▶ [What you are asked to do]:
Extend the passage on matching plant names to World Flora Online, picking up right after its final step.

Matches with WFO are given in the Zenodo archive in the fields for SID (=taxonID in WFO), scientificName (as in WFO) and scientificNameAuthorship (as in WFO). Fields of TRY_SpeciesID, TRY_AccSpeciesNameScientific and RecommendedScientificName were directly obtained from the TFA.

Matching was done via following steps:

1. Fungi matched in the TFA via the http://indexfungorum.org were excluded (4,099 records).

2. The matching record in WFO was obtained by matching the TFA field of TPL_ID with the WFO field of tplID. Successful matches via this method are indicated in this Zenodo archive by the field of MATCH being set to TPL ID.

3. Where matches in WFO included a non-empty acceptedNameUsageID, the currently accepted name of the taxon was obtained via this ID. Successful matches via this method are indicated in this Zenodo archive by the field of MATCH being set to TPL ID and fields of synonymID, scientificName.synonym and scientificNameAuthorship.synonym showing details for the match with the synonym.

4. Taxa that were not matched in previous steps were matched for the TFA field of MatchedName. Matching was done via the WorldFlora package version 1.14-5 (Kindt 2020). Matches expected to be acceptable after visual inspection are indicated in this Zenodo archive by the field of MATCH being set to manual. Taxa at specific and infraspecific levels from the TFA where matches had only been achieved at generic levels for the MatchedName were excluded in this step.

5. Taxa that were not matched in previous steps were matched for the TFA field of TRY_AccSpeciesName. Matching was done via the WorldFlora package version 1.14-5 (Kindt 2020). Matches expected to be acceptable after visual inspection are indicated in this Zenodo archive by the field of MATCH being set to manual.

6. Taxa that were not matched in previous steps were matched for the TFA field of AlternativeName. Matching was done via the WorldFlora package version 1.14-5 (Kindt 2020). Matches expected to be acceptable after visual inspection are indicated in this Zenodo archive by the field of MATCH being set to manual.

7. Taxa that were not matched in previous steps were matched for the TFA field of MatchedName against version 11 of the World Checklist of Vascular Plants. Matching was also done via the WorldFlora package version 1.14-5 (Kindt 2020), with similar scripts as shown in this Rpub. Matches expected to be acceptable after visual inspection are indicated in this Zenodo archive by the field of MATCH being set to manual and by the field of SID (and possibly synonymID) containing records where the WCVP ID is preceded by WCVP-.

8. 836 records where neither the TFA nor the previous steps managed to establish a match were removed.

9. Taxa that could not be matched in previous steps are flagged by the field of MATCH being set to NONE - no species MatchedName (where TFA also did not achieve a match at the required specific or infraspecific level) or NONE (other records where no match was achieved).

▶ [Dataset]:
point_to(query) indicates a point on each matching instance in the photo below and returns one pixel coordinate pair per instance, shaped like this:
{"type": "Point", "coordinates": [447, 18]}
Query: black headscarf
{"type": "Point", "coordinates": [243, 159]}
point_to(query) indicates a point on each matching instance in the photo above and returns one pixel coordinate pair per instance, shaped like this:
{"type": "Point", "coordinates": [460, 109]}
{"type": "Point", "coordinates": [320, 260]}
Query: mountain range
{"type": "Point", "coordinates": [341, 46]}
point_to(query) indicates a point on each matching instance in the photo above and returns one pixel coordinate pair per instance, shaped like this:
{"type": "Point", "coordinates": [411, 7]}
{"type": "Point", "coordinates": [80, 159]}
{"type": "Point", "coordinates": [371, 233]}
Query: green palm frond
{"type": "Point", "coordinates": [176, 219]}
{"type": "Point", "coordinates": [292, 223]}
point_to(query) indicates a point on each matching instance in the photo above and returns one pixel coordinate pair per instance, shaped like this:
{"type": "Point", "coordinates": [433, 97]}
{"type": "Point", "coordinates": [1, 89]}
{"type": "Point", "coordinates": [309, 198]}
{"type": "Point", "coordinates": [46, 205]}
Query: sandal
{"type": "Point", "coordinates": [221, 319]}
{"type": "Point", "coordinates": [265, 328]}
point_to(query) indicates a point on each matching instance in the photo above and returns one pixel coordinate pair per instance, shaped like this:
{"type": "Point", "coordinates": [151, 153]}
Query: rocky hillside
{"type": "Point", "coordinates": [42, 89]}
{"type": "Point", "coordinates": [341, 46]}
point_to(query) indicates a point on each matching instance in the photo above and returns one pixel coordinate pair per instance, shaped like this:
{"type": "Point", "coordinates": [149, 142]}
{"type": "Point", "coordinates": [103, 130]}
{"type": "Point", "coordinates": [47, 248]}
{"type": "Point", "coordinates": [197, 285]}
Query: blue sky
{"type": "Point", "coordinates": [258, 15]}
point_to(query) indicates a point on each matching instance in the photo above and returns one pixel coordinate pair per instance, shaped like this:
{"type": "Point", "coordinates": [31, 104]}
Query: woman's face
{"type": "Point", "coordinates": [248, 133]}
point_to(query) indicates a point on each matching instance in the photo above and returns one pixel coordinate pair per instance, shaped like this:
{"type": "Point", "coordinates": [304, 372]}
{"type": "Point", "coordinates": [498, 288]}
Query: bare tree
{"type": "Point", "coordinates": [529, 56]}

▶ [The result]:
The Zenodo archive contains 406,208 records with matches via the TPL, 96,040 records with manual matches, 1,822 records where the TFA also not achieve matches at required (infra-)specific levels and 361 records where no match was achieved (among this latter category were 202 records flagged in TFA as ‘not found in WFO’ and 140 records flagged in TFA as ‘found only here’).

References

· Kattge J. 2023. TRY 6.0 - Species List from Taxonomic Harmonization. https://www.try-db.org/TryWeb/Data.php#100

· Schellenberger Costa, D., Boehnisch, G., Freiberg, M., Govaerts, R., Grenié, M., Hassler, M., Kattge, J., Muellner-Riehl, A.N., Rojas Andrés, B.M., Winter, M., Watson, M., Zizka, A. and Wirth, C. (2023), The big four of plant taxonomy – a comparison of global checklists of vascular plant names. New Phytol, 240: 1687-1702. https://doi.org/10.1111/nph.18961

· The World Flora Online Consortium, Alan Elliott, Roger Hyam, William Ulate, Mark Watson, Gregory Anderson, Giovani carlos Andrella, et al. “World Flora Online Plant List December 2023”. Zenodo, December 22, 2023. https://doi.org/10.5281/zenodo.10425161.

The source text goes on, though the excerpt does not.